Required work
Please find every line in the records below that contains the word "with" and copy each of those lines.

Listed records

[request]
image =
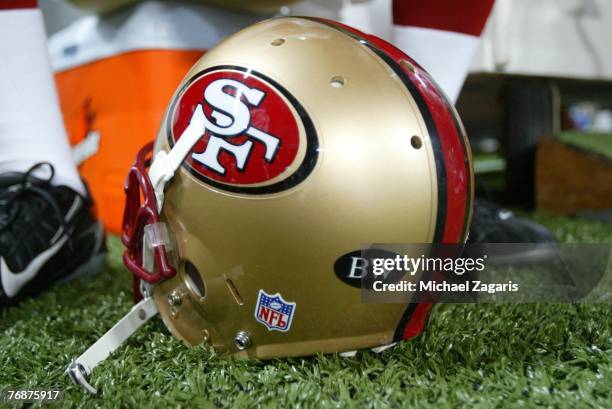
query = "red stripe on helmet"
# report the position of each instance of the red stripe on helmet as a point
(18, 4)
(417, 321)
(466, 17)
(452, 141)
(455, 157)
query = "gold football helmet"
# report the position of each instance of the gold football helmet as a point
(108, 6)
(285, 150)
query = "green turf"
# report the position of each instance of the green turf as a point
(471, 355)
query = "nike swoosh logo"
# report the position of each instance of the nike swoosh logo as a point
(13, 282)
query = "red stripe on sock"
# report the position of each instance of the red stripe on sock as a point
(18, 4)
(466, 16)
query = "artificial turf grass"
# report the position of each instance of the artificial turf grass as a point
(476, 355)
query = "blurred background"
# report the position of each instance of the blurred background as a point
(537, 103)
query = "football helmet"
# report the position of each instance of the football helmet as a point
(285, 150)
(257, 6)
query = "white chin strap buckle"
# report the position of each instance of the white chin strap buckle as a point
(80, 369)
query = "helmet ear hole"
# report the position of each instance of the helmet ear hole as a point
(194, 280)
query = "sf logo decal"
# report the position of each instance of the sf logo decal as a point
(253, 135)
(232, 118)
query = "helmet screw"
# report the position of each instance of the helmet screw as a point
(242, 340)
(174, 298)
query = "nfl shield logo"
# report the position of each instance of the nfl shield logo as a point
(274, 312)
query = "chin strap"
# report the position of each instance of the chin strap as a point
(165, 164)
(80, 369)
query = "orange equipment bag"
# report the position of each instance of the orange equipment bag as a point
(111, 108)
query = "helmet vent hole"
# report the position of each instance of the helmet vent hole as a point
(337, 82)
(234, 291)
(194, 280)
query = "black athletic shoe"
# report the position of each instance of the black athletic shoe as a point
(47, 235)
(492, 225)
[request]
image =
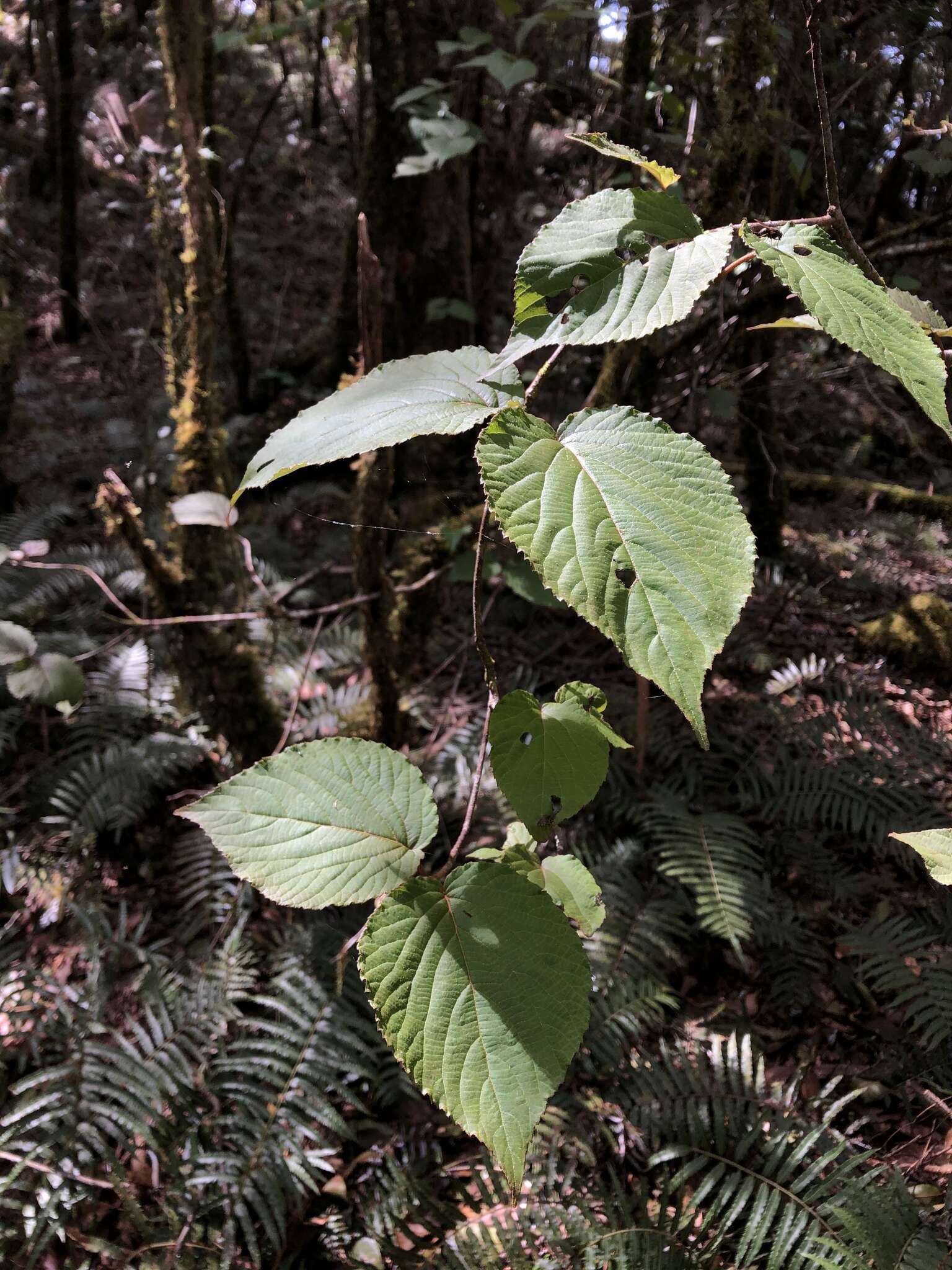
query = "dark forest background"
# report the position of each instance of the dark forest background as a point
(192, 1076)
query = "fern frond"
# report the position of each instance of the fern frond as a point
(718, 858)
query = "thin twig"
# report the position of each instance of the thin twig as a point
(489, 668)
(791, 220)
(544, 371)
(474, 794)
(829, 159)
(735, 265)
(295, 705)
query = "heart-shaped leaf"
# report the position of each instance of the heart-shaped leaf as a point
(329, 822)
(632, 525)
(549, 760)
(480, 986)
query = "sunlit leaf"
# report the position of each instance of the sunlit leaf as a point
(601, 271)
(329, 822)
(936, 849)
(438, 393)
(633, 526)
(664, 177)
(857, 311)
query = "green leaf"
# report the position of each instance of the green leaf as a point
(418, 93)
(936, 849)
(857, 311)
(329, 822)
(594, 703)
(470, 37)
(505, 68)
(564, 878)
(527, 585)
(635, 526)
(15, 643)
(438, 393)
(621, 286)
(664, 177)
(919, 310)
(480, 986)
(549, 761)
(51, 680)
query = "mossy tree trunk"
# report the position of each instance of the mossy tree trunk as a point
(68, 172)
(11, 333)
(220, 672)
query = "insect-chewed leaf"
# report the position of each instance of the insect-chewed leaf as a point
(328, 822)
(564, 878)
(594, 703)
(606, 252)
(549, 760)
(936, 849)
(599, 141)
(441, 393)
(632, 525)
(480, 986)
(857, 311)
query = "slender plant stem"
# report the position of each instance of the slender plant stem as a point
(791, 220)
(544, 371)
(489, 668)
(296, 703)
(829, 159)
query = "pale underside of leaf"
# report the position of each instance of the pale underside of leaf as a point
(434, 393)
(857, 311)
(480, 986)
(935, 846)
(626, 301)
(328, 822)
(633, 526)
(599, 141)
(564, 878)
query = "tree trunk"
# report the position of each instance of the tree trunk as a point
(11, 337)
(68, 169)
(741, 162)
(219, 670)
(316, 113)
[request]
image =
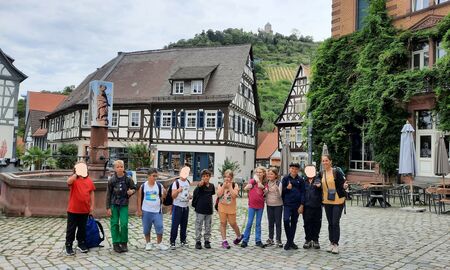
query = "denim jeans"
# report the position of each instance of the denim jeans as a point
(334, 213)
(251, 215)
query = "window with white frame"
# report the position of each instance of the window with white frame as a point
(440, 51)
(419, 4)
(197, 87)
(178, 87)
(166, 118)
(115, 119)
(210, 119)
(85, 119)
(135, 119)
(191, 119)
(420, 56)
(361, 155)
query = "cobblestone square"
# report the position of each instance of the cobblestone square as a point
(371, 238)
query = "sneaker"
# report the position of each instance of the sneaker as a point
(225, 245)
(330, 248)
(117, 248)
(82, 248)
(260, 244)
(69, 251)
(238, 240)
(316, 245)
(335, 249)
(207, 244)
(162, 247)
(124, 247)
(307, 245)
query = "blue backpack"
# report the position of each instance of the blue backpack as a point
(93, 229)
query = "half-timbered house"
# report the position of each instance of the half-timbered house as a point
(189, 105)
(10, 79)
(290, 121)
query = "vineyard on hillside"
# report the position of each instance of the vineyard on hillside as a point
(278, 73)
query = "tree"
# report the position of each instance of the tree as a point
(229, 165)
(67, 156)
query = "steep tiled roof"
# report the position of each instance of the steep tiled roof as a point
(268, 146)
(144, 76)
(45, 102)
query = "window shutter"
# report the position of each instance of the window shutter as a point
(233, 124)
(239, 124)
(174, 119)
(219, 119)
(158, 119)
(200, 119)
(182, 119)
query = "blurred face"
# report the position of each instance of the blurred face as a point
(326, 162)
(271, 176)
(152, 177)
(205, 178)
(260, 173)
(227, 178)
(293, 170)
(118, 168)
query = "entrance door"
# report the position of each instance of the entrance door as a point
(425, 142)
(201, 162)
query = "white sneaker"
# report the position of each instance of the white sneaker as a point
(162, 247)
(330, 248)
(335, 249)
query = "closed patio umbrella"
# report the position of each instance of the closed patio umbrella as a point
(285, 159)
(325, 150)
(407, 160)
(441, 165)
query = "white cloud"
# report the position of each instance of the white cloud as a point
(58, 43)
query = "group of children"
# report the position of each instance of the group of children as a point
(295, 194)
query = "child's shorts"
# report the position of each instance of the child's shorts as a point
(231, 218)
(150, 218)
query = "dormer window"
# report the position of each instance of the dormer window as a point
(197, 87)
(178, 87)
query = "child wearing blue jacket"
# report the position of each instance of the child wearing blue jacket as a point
(293, 194)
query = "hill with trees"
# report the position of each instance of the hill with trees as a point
(277, 58)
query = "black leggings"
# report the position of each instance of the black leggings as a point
(334, 213)
(274, 217)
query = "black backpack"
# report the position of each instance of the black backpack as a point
(159, 189)
(169, 200)
(216, 205)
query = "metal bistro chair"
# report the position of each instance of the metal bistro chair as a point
(358, 192)
(397, 191)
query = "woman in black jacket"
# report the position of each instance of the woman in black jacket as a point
(333, 190)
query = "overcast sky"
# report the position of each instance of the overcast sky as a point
(57, 43)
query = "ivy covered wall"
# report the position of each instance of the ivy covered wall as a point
(362, 82)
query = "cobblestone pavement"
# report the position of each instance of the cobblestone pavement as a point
(371, 238)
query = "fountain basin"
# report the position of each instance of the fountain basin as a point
(47, 193)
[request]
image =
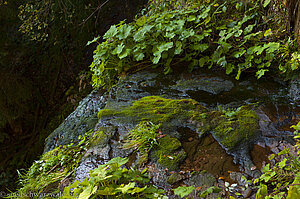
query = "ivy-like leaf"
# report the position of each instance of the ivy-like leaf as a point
(113, 30)
(124, 31)
(261, 72)
(165, 46)
(140, 35)
(139, 56)
(94, 40)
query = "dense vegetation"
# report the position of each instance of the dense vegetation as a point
(239, 37)
(234, 35)
(44, 69)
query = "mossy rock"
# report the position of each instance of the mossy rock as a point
(236, 128)
(229, 127)
(168, 153)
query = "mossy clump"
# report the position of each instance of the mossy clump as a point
(158, 110)
(168, 153)
(175, 177)
(98, 138)
(105, 112)
(229, 127)
(236, 127)
(46, 174)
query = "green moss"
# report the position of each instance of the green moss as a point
(175, 177)
(168, 154)
(236, 128)
(230, 127)
(106, 112)
(158, 110)
(98, 137)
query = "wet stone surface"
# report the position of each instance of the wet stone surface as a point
(199, 150)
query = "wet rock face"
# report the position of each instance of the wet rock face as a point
(207, 123)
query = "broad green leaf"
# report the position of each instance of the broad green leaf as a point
(124, 31)
(238, 33)
(167, 70)
(225, 46)
(125, 188)
(272, 47)
(229, 68)
(209, 191)
(222, 61)
(293, 192)
(239, 53)
(186, 33)
(268, 32)
(140, 35)
(113, 30)
(139, 56)
(183, 191)
(88, 192)
(261, 72)
(156, 58)
(94, 40)
(284, 151)
(203, 60)
(282, 164)
(107, 191)
(266, 3)
(165, 46)
(178, 48)
(191, 18)
(200, 47)
(237, 77)
(141, 21)
(118, 49)
(272, 156)
(124, 53)
(262, 192)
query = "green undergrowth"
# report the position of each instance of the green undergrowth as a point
(281, 179)
(168, 153)
(112, 180)
(230, 127)
(142, 139)
(157, 110)
(235, 126)
(46, 174)
(234, 35)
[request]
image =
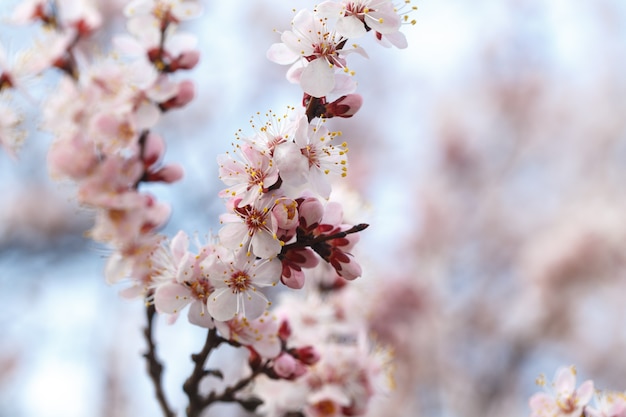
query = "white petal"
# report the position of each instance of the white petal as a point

Result of this task
query = "window with white frame"
# report the position of each instance of the window with white frame as a point
query = "hill with trees"
# report the position of each instance of the hill with trees as a point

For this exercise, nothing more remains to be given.